| Extract to read |
It's past time to talk about hair and cancer. 
Last year I lost my hair. Got it back. Lost it. Got it back. I think I lost it again? Now I have it back. Before my ordeal with cancer, I assumed that people undergoing cancer treatment did not have hair, and that their hair coming back meant they were cured. Now though I know there really is no such thing as "cured" with regards to cancer, and that you cannot judge someone's treatment progress by their (lack of) hair. Even so, it can be hard to remember.
For the first few rounds of chemo--now amazingly over a year ago--I kept my hair. I shaved it off preemptively, thinking that I'd lose it right away when treatment began. Then we arrived in NYC and found out it wouldn't go anywhere until later rounds of more intense chemo. So there I was with my hair buzzed short, but not even starting to fall out. When it did finally go, it was surprisingly quick to come back, often making valiant efforts between rounds of chemo. In July I had a full head of hair and a weirdly soft black beard. I looked pretty swarthy and dashing. People often assumed I was done with treatment, though in truth I had another surgery, chemo, and two kinds of radiation treatments yet to go. As annoying as it might have been to have people I assume I was done, I really couldn't blame them. It's terribly confusing.
I too have made assumptions on the progress of others' treatment based on their hair. I can clearly remember being so glad last spring to see that one of the young patients we had gotten to know had her hair again. She must just be back for a follow up appointment, I stupidly assumed. Sadly my assumption based on her appearance was horribly wrong. She was merely between treatments, and her cancer had in fact returned, and to a terrible extent. Her situation has been and continues to be for me the most heart-wrenching part of this past year. Please, please pray for D.

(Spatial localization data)

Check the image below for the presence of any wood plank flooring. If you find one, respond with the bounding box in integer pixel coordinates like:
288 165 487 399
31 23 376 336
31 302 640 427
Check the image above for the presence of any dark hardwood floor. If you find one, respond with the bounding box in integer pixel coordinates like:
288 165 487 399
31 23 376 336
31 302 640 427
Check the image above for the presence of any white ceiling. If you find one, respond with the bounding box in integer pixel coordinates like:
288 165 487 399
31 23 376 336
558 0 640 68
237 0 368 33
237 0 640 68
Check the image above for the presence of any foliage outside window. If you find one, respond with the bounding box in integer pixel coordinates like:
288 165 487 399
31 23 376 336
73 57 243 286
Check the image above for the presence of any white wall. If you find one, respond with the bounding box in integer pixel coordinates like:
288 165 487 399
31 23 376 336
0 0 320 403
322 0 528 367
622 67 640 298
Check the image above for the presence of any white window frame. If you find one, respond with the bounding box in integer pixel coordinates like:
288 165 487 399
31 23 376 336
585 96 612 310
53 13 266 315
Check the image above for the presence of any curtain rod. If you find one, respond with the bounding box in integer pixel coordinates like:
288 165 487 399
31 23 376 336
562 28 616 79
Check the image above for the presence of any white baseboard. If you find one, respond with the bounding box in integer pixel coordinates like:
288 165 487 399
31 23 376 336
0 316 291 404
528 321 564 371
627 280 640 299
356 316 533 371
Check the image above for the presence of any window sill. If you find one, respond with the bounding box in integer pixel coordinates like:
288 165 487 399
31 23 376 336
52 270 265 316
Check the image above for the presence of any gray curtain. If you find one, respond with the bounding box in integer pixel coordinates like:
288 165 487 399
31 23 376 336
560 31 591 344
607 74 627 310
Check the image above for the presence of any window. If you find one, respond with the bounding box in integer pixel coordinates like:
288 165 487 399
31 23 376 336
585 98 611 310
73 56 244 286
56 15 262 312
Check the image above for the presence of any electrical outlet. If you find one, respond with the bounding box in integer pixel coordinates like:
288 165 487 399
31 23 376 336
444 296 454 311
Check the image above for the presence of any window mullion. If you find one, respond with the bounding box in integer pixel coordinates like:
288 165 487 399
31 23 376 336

| Exercise brief |
Write out the stretch of the hair-and-cancer text from "Last year I" through "hard to remember.", keeping every word as it appears.

| Result |
Last year I lost my hair. Got it back. Lost it. Got it back. I think I lost it again? Now I have it back. Before my ordeal with cancer, I assumed that people undergoing cancer treatment did not have hair, and that their hair coming back meant they were cured. Now though I know there really is no such thing as "cured" with regards to cancer, and that you cannot judge someone's treatment progress by their (lack of) hair. Even so, it can be hard to remember.